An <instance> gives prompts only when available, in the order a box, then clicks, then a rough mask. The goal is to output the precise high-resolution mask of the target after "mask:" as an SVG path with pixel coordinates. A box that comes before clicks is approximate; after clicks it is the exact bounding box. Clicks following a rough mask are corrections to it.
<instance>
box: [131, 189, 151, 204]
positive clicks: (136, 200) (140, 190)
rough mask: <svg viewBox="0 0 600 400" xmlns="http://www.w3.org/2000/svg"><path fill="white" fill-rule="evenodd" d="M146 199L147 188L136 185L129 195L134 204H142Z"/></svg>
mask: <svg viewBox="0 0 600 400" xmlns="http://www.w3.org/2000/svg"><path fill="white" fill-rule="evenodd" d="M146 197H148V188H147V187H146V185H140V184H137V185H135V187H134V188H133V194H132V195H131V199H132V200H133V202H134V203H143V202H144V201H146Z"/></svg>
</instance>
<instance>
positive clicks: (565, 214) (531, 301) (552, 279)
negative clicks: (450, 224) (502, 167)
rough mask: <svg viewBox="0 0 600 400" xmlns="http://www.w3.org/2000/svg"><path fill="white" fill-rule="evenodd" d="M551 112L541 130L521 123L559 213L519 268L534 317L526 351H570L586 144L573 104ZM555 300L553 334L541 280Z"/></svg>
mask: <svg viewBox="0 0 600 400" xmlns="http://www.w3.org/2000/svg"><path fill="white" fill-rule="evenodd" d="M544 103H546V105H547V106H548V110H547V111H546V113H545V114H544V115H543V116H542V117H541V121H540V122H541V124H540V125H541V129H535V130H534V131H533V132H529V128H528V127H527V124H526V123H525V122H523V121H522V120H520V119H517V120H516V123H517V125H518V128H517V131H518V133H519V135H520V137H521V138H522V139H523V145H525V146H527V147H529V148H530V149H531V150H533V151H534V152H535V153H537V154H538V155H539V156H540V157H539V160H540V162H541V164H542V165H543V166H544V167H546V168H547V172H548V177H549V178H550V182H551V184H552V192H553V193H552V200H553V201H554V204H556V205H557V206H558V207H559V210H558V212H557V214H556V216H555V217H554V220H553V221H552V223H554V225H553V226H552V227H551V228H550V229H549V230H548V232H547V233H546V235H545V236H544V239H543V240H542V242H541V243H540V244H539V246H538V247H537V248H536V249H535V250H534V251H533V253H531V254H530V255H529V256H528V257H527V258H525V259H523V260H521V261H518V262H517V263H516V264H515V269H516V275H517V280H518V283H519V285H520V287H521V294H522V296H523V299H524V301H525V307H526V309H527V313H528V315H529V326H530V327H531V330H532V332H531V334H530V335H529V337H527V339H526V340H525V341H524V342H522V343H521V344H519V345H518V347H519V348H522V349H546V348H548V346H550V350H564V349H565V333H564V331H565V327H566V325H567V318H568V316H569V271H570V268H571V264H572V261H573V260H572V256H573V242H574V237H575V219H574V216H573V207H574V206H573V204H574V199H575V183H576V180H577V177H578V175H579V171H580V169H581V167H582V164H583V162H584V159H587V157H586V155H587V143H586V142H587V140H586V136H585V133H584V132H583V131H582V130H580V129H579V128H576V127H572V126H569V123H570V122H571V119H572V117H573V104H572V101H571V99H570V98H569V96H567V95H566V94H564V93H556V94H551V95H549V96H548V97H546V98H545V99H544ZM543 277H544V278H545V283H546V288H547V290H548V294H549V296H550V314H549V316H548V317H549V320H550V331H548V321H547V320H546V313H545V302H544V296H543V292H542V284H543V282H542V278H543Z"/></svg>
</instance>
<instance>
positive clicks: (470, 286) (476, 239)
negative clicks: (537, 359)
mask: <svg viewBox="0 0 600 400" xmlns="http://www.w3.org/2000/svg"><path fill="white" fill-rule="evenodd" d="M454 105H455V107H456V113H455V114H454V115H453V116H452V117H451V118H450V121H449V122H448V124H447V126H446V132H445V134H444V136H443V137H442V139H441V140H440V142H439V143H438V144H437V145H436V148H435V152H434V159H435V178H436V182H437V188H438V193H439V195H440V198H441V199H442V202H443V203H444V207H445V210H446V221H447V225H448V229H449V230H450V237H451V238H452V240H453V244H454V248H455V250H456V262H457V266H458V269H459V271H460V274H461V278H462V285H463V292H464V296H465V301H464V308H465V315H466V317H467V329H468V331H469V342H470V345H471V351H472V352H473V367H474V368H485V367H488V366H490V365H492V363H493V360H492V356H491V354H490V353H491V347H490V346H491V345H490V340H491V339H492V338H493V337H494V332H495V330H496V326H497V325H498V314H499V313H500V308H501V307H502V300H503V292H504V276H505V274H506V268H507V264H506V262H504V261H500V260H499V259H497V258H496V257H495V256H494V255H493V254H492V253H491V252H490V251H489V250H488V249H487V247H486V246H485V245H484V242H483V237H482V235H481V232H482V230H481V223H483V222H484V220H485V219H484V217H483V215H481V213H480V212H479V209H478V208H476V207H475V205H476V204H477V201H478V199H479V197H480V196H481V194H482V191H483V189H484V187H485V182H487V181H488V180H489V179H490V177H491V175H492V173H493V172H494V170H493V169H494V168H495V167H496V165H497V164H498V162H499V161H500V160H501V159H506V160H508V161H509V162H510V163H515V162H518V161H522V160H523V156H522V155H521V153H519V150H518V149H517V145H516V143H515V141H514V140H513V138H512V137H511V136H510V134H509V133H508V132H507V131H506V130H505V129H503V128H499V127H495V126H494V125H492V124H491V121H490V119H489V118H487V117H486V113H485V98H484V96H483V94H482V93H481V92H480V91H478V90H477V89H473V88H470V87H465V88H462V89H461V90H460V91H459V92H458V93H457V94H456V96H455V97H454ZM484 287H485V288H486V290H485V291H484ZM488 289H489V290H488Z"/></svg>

**********

(Assignment)
Express the entries from their first line through the line containing "positive clicks: (136, 200) (140, 190)" as a Markdown table. Use the columns Row and Line, number each line, and leave out blank lines.

(Written solution)
| Row | Line |
|---|---|
| 1 | An <instance> gives prompts only when available, in the order a box, then clicks, then a rough mask. The goal is to output the precise high-resolution mask of the target after "mask:" as an SVG path with pixel coordinates. A box that comes before clicks is approximate; after clicks it is the exact bounding box. Clicks following a rough mask are corrections to it. |
| 2 | <instance> |
| 3 | box: [131, 189, 151, 204] |
| 4 | positive clicks: (136, 200) (140, 190) |